Check each line of the material below for the word "paved". State how many lines have it, and nothing more.

» **MATERIALS PROVIDED**
'''
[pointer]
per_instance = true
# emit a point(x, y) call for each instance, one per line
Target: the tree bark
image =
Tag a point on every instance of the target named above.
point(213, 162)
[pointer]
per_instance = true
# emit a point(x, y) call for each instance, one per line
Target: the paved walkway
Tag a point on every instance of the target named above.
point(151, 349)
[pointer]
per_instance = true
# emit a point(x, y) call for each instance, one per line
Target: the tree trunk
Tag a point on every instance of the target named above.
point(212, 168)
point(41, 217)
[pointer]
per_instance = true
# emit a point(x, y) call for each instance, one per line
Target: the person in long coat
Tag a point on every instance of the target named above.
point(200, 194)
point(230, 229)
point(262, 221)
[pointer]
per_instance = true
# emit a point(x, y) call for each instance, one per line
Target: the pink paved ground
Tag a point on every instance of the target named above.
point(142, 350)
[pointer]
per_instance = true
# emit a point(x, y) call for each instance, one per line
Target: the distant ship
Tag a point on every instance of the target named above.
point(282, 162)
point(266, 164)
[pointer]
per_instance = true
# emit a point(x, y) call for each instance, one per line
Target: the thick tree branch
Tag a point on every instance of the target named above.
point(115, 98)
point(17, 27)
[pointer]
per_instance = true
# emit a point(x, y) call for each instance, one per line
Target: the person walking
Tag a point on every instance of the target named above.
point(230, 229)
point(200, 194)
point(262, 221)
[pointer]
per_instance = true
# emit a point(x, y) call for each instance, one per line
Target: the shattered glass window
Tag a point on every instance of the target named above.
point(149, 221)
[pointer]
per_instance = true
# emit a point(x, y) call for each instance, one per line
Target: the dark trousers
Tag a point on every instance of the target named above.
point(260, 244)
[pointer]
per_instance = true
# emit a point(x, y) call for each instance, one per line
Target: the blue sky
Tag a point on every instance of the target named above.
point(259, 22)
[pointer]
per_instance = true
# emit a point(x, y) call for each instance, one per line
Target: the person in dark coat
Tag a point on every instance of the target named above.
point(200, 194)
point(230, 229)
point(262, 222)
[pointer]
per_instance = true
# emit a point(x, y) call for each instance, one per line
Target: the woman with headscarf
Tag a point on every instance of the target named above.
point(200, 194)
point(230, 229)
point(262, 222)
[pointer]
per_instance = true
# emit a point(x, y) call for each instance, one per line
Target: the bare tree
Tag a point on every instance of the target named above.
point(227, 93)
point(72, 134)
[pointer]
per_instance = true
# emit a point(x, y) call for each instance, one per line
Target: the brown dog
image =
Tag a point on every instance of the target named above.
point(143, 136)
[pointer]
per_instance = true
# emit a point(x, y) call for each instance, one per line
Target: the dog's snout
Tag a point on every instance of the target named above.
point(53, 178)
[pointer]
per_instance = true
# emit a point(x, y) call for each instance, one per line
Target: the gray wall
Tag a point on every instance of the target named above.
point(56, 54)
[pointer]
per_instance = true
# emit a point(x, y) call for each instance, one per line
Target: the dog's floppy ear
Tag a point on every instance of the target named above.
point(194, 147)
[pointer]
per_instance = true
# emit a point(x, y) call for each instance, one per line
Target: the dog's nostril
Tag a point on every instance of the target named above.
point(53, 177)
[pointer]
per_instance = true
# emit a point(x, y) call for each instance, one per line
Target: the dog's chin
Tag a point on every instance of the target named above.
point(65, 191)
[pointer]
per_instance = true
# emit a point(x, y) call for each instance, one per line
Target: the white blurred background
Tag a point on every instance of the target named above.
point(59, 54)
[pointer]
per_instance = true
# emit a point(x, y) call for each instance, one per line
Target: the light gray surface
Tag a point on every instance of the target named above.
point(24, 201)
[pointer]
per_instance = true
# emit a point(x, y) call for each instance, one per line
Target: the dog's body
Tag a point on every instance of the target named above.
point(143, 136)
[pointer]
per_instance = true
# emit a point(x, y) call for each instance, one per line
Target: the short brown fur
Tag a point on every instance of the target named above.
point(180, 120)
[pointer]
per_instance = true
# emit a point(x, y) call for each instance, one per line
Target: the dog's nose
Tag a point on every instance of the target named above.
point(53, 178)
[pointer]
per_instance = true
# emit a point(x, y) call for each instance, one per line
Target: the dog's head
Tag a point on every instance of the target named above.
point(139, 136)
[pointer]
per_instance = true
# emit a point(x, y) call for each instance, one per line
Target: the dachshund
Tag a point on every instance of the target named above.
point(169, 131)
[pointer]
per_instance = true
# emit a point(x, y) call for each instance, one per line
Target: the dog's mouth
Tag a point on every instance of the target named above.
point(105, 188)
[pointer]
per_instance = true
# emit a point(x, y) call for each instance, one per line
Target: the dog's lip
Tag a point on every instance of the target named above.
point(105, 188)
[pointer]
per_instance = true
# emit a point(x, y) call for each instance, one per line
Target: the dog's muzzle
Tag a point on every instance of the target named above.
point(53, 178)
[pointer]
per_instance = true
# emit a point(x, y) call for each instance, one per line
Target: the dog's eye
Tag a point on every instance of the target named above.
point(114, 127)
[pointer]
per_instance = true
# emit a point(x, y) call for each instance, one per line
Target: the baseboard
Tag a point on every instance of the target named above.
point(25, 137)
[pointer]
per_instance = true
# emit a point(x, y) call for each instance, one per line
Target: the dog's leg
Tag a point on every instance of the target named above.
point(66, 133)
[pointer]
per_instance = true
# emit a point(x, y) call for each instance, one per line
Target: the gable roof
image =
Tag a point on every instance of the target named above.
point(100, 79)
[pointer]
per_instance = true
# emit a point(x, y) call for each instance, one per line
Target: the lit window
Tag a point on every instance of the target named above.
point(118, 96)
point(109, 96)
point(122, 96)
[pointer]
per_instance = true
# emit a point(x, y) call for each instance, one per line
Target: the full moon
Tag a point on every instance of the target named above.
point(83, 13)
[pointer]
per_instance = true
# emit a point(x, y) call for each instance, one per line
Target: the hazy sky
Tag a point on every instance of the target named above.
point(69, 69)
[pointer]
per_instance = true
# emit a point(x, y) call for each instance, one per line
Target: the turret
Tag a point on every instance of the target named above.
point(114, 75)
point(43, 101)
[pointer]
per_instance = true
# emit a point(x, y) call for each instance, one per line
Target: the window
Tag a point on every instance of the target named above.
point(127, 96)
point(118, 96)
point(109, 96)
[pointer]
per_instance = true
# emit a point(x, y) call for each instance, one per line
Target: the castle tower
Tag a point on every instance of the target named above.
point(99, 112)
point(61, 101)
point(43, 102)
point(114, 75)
'''
'''
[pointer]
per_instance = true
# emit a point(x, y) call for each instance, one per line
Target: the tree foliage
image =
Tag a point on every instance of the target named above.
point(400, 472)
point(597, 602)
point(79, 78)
'''
» **TASK SOLUTION**
2